▸ **Stated exercise**:
Switch "every instance" to "all instances" throughout the entries below and reproduce them otherwise unchanged. Leave the pictures out.

[Contour labeling entries]
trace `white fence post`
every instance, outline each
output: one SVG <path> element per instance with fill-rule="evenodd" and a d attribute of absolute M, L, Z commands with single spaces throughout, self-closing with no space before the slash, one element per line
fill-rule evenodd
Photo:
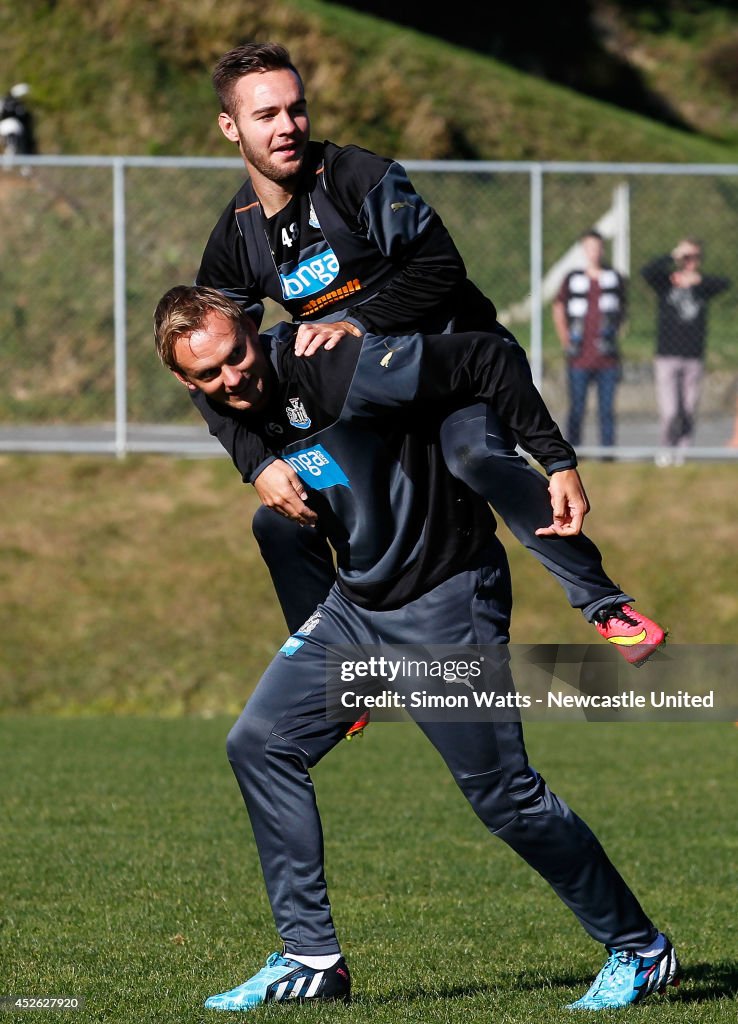
<path fill-rule="evenodd" d="M 116 348 L 116 455 L 127 451 L 126 362 L 126 168 L 122 158 L 113 163 L 114 323 Z"/>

▸ **Problem solution**:
trace `white fence post`
all instances, outline each
output: one SVG <path> element per instance with fill-rule="evenodd" and a d attribute of absolute M, L, Z commands with single spaces throughout, self-closing with no space before the slash, one element per line
fill-rule evenodd
Photo:
<path fill-rule="evenodd" d="M 116 348 L 116 455 L 127 451 L 126 362 L 126 168 L 122 158 L 113 163 L 114 323 Z"/>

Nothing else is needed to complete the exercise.